- **Task instructions**: Rewrite the rows below, changing "vertex pairs" to "coordinate pairs" wherever it occurs and leaving everything else as it is.

- **Dataset**:
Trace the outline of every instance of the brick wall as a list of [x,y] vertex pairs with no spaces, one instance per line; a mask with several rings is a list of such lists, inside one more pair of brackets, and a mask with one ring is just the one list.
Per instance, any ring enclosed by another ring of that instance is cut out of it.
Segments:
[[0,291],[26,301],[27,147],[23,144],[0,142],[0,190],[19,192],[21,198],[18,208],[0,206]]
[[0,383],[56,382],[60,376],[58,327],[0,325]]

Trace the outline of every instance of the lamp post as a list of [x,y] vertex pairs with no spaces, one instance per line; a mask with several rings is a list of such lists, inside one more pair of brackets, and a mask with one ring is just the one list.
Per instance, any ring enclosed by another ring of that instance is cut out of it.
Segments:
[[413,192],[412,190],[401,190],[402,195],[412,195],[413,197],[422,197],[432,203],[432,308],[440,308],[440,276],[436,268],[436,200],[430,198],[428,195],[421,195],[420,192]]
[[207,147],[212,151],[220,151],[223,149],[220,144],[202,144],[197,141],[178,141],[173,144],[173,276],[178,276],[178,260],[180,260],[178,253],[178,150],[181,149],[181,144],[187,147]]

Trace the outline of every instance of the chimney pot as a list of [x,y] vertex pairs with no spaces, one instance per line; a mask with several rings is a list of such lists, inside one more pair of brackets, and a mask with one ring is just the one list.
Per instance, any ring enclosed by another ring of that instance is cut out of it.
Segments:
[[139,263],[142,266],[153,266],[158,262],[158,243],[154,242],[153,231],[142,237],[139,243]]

- **Correct response**:
Trace the outline of every instance of the brick wall as a list of [x,y] coordinate pairs with no spaces, one instance per line; a mask with several rings is a list of such lists, inside one more pair of brackets, and a mask with one ring is just the one list.
Per instance, any ring enclosed by another ring of that instance is cut out of it.
Segments:
[[0,291],[26,301],[27,147],[23,144],[0,142],[0,190],[19,192],[21,198],[18,208],[0,206]]
[[0,383],[56,382],[60,376],[58,327],[0,325]]

Trace the outline of every instance of the lamp post as a list of [x,y] coordinate pairs with no spaces, one instance per line; a mask with several rings is a list of such lists, inside one more pair of brackets, and a mask with one ring is just the one list.
Per instance, any ring enclosed by another ring of that instance is cut out of it.
Segments:
[[413,192],[412,190],[401,190],[402,195],[412,195],[413,197],[422,197],[432,203],[432,308],[440,308],[440,276],[436,268],[436,200],[430,198],[428,195],[421,195],[420,192]]
[[207,147],[212,151],[220,151],[223,149],[220,144],[202,144],[197,141],[178,141],[173,144],[173,276],[178,276],[178,260],[180,260],[178,253],[178,150],[181,149],[181,144],[187,147]]

Trace the outline of every instance of the chimney pot as a list of [x,y] coordinate pairs with no spaces, one instance per line; a mask with several rings is a list of such lists, inside one more pair of brackets, and a mask with one ring is just the one list.
Per instance, any ring enclosed by another ring of that instance is cut out of it.
Segments:
[[139,263],[142,266],[153,266],[158,262],[158,243],[154,242],[153,231],[142,237],[139,243]]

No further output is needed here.